#### [Exercise]
Copy all of the records below word for word, but leave the pictures out.

#### [Input records]
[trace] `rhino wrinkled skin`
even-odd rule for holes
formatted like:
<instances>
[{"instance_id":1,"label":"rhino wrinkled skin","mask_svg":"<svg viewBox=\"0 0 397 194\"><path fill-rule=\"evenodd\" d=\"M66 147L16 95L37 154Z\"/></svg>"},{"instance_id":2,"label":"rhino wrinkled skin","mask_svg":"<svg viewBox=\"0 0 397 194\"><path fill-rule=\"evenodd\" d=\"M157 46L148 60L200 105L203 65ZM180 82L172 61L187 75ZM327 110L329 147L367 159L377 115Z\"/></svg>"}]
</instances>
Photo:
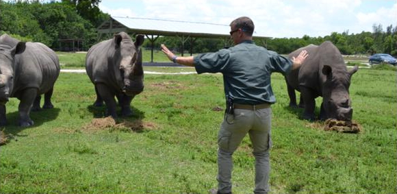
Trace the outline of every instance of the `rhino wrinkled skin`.
<instances>
[{"instance_id":1,"label":"rhino wrinkled skin","mask_svg":"<svg viewBox=\"0 0 397 194\"><path fill-rule=\"evenodd\" d=\"M7 124L5 104L10 97L20 100L19 125L32 125L31 110L52 108L51 97L60 67L55 53L40 43L23 43L7 34L0 36L0 125Z\"/></svg>"},{"instance_id":2,"label":"rhino wrinkled skin","mask_svg":"<svg viewBox=\"0 0 397 194\"><path fill-rule=\"evenodd\" d=\"M136 42L125 32L101 42L88 50L86 70L95 87L97 100L94 106L106 104L108 115L116 118L116 96L123 116L132 114L130 104L144 88L142 51L143 35Z\"/></svg>"},{"instance_id":3,"label":"rhino wrinkled skin","mask_svg":"<svg viewBox=\"0 0 397 194\"><path fill-rule=\"evenodd\" d=\"M348 71L342 54L329 41L320 45L310 45L290 53L296 56L305 49L308 58L300 68L293 70L285 77L290 106L296 106L295 90L300 92L299 107L304 107L303 118L314 120L315 99L322 97L320 119L335 119L351 121L353 108L349 97L351 76L357 70L356 66Z\"/></svg>"}]
</instances>

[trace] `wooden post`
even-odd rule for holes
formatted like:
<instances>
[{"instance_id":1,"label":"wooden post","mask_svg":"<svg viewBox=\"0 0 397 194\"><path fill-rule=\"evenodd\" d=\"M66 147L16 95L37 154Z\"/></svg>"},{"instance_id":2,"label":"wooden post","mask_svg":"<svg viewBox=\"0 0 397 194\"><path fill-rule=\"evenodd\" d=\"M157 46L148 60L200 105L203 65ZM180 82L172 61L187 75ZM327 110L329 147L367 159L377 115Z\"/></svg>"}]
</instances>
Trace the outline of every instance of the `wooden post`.
<instances>
[{"instance_id":1,"label":"wooden post","mask_svg":"<svg viewBox=\"0 0 397 194\"><path fill-rule=\"evenodd\" d=\"M146 35L146 37L151 41L151 62L153 62L153 48L155 47L155 41L159 38L159 36L156 36L156 38L153 38L153 35L151 35L151 38L149 36Z\"/></svg>"}]
</instances>

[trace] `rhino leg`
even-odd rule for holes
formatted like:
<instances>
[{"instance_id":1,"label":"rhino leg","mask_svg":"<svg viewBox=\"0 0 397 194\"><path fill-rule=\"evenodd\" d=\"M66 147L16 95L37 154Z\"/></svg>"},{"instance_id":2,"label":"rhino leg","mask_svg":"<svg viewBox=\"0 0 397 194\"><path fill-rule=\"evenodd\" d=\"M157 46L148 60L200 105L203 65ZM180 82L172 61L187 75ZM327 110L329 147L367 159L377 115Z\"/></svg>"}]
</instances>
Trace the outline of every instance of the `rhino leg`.
<instances>
[{"instance_id":1,"label":"rhino leg","mask_svg":"<svg viewBox=\"0 0 397 194\"><path fill-rule=\"evenodd\" d=\"M39 111L41 110L41 108L40 108L40 101L41 101L41 96L37 95L37 97L34 99L34 101L33 102L33 106L31 106L31 111Z\"/></svg>"},{"instance_id":2,"label":"rhino leg","mask_svg":"<svg viewBox=\"0 0 397 194\"><path fill-rule=\"evenodd\" d=\"M314 92L307 87L300 86L300 94L305 103L305 110L303 111L303 119L309 121L314 121L316 115L314 109L316 108L315 99L316 96Z\"/></svg>"},{"instance_id":3,"label":"rhino leg","mask_svg":"<svg viewBox=\"0 0 397 194\"><path fill-rule=\"evenodd\" d=\"M99 107L103 106L103 99L99 95L99 93L98 93L98 88L97 88L97 86L95 86L95 93L97 94L97 100L95 102L94 102L94 106Z\"/></svg>"},{"instance_id":4,"label":"rhino leg","mask_svg":"<svg viewBox=\"0 0 397 194\"><path fill-rule=\"evenodd\" d=\"M18 110L19 112L19 125L21 127L29 127L34 124L29 114L36 96L36 88L27 88L25 90L20 98L21 102Z\"/></svg>"},{"instance_id":5,"label":"rhino leg","mask_svg":"<svg viewBox=\"0 0 397 194\"><path fill-rule=\"evenodd\" d=\"M131 101L135 96L128 96L125 94L122 94L118 96L118 104L121 107L121 115L123 117L132 116L132 110L131 110Z\"/></svg>"},{"instance_id":6,"label":"rhino leg","mask_svg":"<svg viewBox=\"0 0 397 194\"><path fill-rule=\"evenodd\" d=\"M54 106L51 103L51 97L53 96L53 91L54 88L52 88L44 95L44 105L42 106L42 108L50 109L54 108Z\"/></svg>"},{"instance_id":7,"label":"rhino leg","mask_svg":"<svg viewBox=\"0 0 397 194\"><path fill-rule=\"evenodd\" d=\"M320 120L325 121L327 119L327 116L325 109L324 109L323 104L324 102L321 103L321 108L320 108Z\"/></svg>"},{"instance_id":8,"label":"rhino leg","mask_svg":"<svg viewBox=\"0 0 397 194\"><path fill-rule=\"evenodd\" d=\"M287 90L288 90L288 96L290 97L290 107L296 108L296 96L295 95L295 89L292 88L287 80L285 80L285 83L287 83Z\"/></svg>"},{"instance_id":9,"label":"rhino leg","mask_svg":"<svg viewBox=\"0 0 397 194\"><path fill-rule=\"evenodd\" d=\"M5 104L0 104L0 126L7 125L7 118L5 117Z\"/></svg>"},{"instance_id":10,"label":"rhino leg","mask_svg":"<svg viewBox=\"0 0 397 194\"><path fill-rule=\"evenodd\" d=\"M116 113L116 104L114 99L115 93L103 84L97 84L96 88L98 88L98 93L103 99L106 104L107 109L106 116L110 115L114 119L117 118L117 114Z\"/></svg>"},{"instance_id":11,"label":"rhino leg","mask_svg":"<svg viewBox=\"0 0 397 194\"><path fill-rule=\"evenodd\" d=\"M303 97L302 97L302 93L300 93L299 97L299 106L298 107L305 108L305 101L303 100Z\"/></svg>"}]
</instances>

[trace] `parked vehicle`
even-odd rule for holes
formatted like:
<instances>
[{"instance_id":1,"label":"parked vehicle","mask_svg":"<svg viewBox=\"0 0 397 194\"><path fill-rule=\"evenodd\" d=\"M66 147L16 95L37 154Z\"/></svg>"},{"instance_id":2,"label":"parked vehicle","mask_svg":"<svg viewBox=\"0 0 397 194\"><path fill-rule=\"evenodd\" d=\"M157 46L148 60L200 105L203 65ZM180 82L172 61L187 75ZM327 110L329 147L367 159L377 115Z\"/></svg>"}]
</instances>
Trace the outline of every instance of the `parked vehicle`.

#### [Response below]
[trace] `rhino wrinkled skin`
even-odd rule for holes
formatted like:
<instances>
[{"instance_id":1,"label":"rhino wrinkled skin","mask_svg":"<svg viewBox=\"0 0 397 194\"><path fill-rule=\"evenodd\" d=\"M66 147L16 95L37 154Z\"/></svg>"},{"instance_id":2,"label":"rhino wrinkled skin","mask_svg":"<svg viewBox=\"0 0 397 194\"><path fill-rule=\"evenodd\" d=\"M157 46L148 60L200 105L203 65ZM180 82L172 61L187 75ZM327 110L329 147L367 159L377 115Z\"/></svg>"}]
</instances>
Photo:
Trace the outline of every instance of the `rhino wrinkled skin`.
<instances>
[{"instance_id":1,"label":"rhino wrinkled skin","mask_svg":"<svg viewBox=\"0 0 397 194\"><path fill-rule=\"evenodd\" d=\"M7 124L5 104L10 97L20 100L19 125L32 125L31 110L52 108L51 97L60 67L55 53L40 43L23 43L7 34L0 36L0 125Z\"/></svg>"},{"instance_id":2,"label":"rhino wrinkled skin","mask_svg":"<svg viewBox=\"0 0 397 194\"><path fill-rule=\"evenodd\" d=\"M136 42L125 32L101 42L88 50L86 70L95 87L97 100L94 106L106 104L108 115L116 118L116 96L123 116L132 114L130 104L144 88L142 51L143 35Z\"/></svg>"},{"instance_id":3,"label":"rhino wrinkled skin","mask_svg":"<svg viewBox=\"0 0 397 194\"><path fill-rule=\"evenodd\" d=\"M348 71L342 54L329 41L320 45L310 45L290 53L296 56L305 49L308 58L300 68L293 70L285 77L290 106L296 106L295 90L300 92L299 107L304 107L303 118L314 120L315 99L322 97L320 119L335 119L351 121L353 108L349 97L351 76L357 70L356 66Z\"/></svg>"}]
</instances>

[trace] `wooden post`
even-odd rule for holes
formatted like:
<instances>
[{"instance_id":1,"label":"wooden post","mask_svg":"<svg viewBox=\"0 0 397 194\"><path fill-rule=\"evenodd\" d=\"M66 147L16 95L37 154Z\"/></svg>"},{"instance_id":2,"label":"wooden post","mask_svg":"<svg viewBox=\"0 0 397 194\"><path fill-rule=\"evenodd\" d=\"M157 46L148 60L200 105L203 65ZM180 82L172 61L187 75ZM327 110L329 147L367 159L377 115Z\"/></svg>"}]
</instances>
Trace the outline of every instance of the `wooden post`.
<instances>
[{"instance_id":1,"label":"wooden post","mask_svg":"<svg viewBox=\"0 0 397 194\"><path fill-rule=\"evenodd\" d=\"M146 35L146 37L151 41L151 62L153 62L153 48L155 47L155 41L159 38L159 36L156 36L156 38L153 38L153 35L151 35L151 38L149 36Z\"/></svg>"}]
</instances>

[trace] `rhino leg`
even-odd rule for holes
formatted like:
<instances>
[{"instance_id":1,"label":"rhino leg","mask_svg":"<svg viewBox=\"0 0 397 194\"><path fill-rule=\"evenodd\" d=\"M66 147L16 95L37 154Z\"/></svg>"},{"instance_id":2,"label":"rhino leg","mask_svg":"<svg viewBox=\"0 0 397 194\"><path fill-rule=\"evenodd\" d=\"M157 46L148 60L200 105L203 65ZM180 82L172 61L187 75ZM327 110L329 147L367 159L377 115Z\"/></svg>"}]
</instances>
Trace the outline of every instance of the `rhino leg`.
<instances>
[{"instance_id":1,"label":"rhino leg","mask_svg":"<svg viewBox=\"0 0 397 194\"><path fill-rule=\"evenodd\" d=\"M39 111L41 110L41 108L40 108L40 101L41 101L41 96L37 95L37 97L34 99L34 101L33 102L33 106L31 106L31 111Z\"/></svg>"},{"instance_id":2,"label":"rhino leg","mask_svg":"<svg viewBox=\"0 0 397 194\"><path fill-rule=\"evenodd\" d=\"M314 92L307 87L300 86L300 94L305 103L305 110L303 111L303 119L309 121L314 121L316 115L314 109L316 108L315 99L316 96Z\"/></svg>"},{"instance_id":3,"label":"rhino leg","mask_svg":"<svg viewBox=\"0 0 397 194\"><path fill-rule=\"evenodd\" d=\"M99 107L103 106L103 99L99 95L99 93L98 93L98 88L97 88L97 86L95 86L95 93L97 94L97 100L95 102L94 102L94 106Z\"/></svg>"},{"instance_id":4,"label":"rhino leg","mask_svg":"<svg viewBox=\"0 0 397 194\"><path fill-rule=\"evenodd\" d=\"M18 110L19 112L19 125L21 127L29 127L34 124L29 114L36 96L36 88L27 88L25 90L20 98L21 102Z\"/></svg>"},{"instance_id":5,"label":"rhino leg","mask_svg":"<svg viewBox=\"0 0 397 194\"><path fill-rule=\"evenodd\" d=\"M131 101L135 96L128 96L125 94L122 94L118 96L118 104L121 107L121 115L123 117L132 116L132 110L131 110Z\"/></svg>"},{"instance_id":6,"label":"rhino leg","mask_svg":"<svg viewBox=\"0 0 397 194\"><path fill-rule=\"evenodd\" d=\"M54 106L51 103L51 97L53 96L53 91L54 88L52 88L44 95L44 105L42 106L42 108L50 109L54 108Z\"/></svg>"},{"instance_id":7,"label":"rhino leg","mask_svg":"<svg viewBox=\"0 0 397 194\"><path fill-rule=\"evenodd\" d=\"M320 120L325 121L327 119L327 116L325 109L324 109L323 104L324 102L321 103L321 108L320 108Z\"/></svg>"},{"instance_id":8,"label":"rhino leg","mask_svg":"<svg viewBox=\"0 0 397 194\"><path fill-rule=\"evenodd\" d=\"M287 90L288 90L288 96L290 97L290 107L296 108L296 96L295 95L295 89L292 88L287 80L285 80L285 83L287 83Z\"/></svg>"},{"instance_id":9,"label":"rhino leg","mask_svg":"<svg viewBox=\"0 0 397 194\"><path fill-rule=\"evenodd\" d=\"M5 104L0 104L0 126L7 125L7 118L5 117Z\"/></svg>"},{"instance_id":10,"label":"rhino leg","mask_svg":"<svg viewBox=\"0 0 397 194\"><path fill-rule=\"evenodd\" d=\"M116 113L116 104L114 99L115 93L103 84L97 84L96 88L98 88L98 93L103 99L106 104L107 109L106 116L110 115L114 119L117 118L117 114Z\"/></svg>"},{"instance_id":11,"label":"rhino leg","mask_svg":"<svg viewBox=\"0 0 397 194\"><path fill-rule=\"evenodd\" d=\"M303 97L302 97L302 93L300 93L299 97L299 106L298 107L305 108L305 101L303 100Z\"/></svg>"}]
</instances>

[trace] `parked vehicle`
even-odd rule for holes
formatted like:
<instances>
[{"instance_id":1,"label":"parked vehicle","mask_svg":"<svg viewBox=\"0 0 397 194\"><path fill-rule=\"evenodd\" d=\"M66 147L16 95L37 154Z\"/></svg>"},{"instance_id":2,"label":"parked vehicle","mask_svg":"<svg viewBox=\"0 0 397 194\"><path fill-rule=\"evenodd\" d=\"M157 46L148 60L200 105L203 65ZM180 82L172 61L187 75ZM327 110L329 147L367 159L377 115Z\"/></svg>"}]
</instances>
Trace the outline of every instance of the `parked vehicle`.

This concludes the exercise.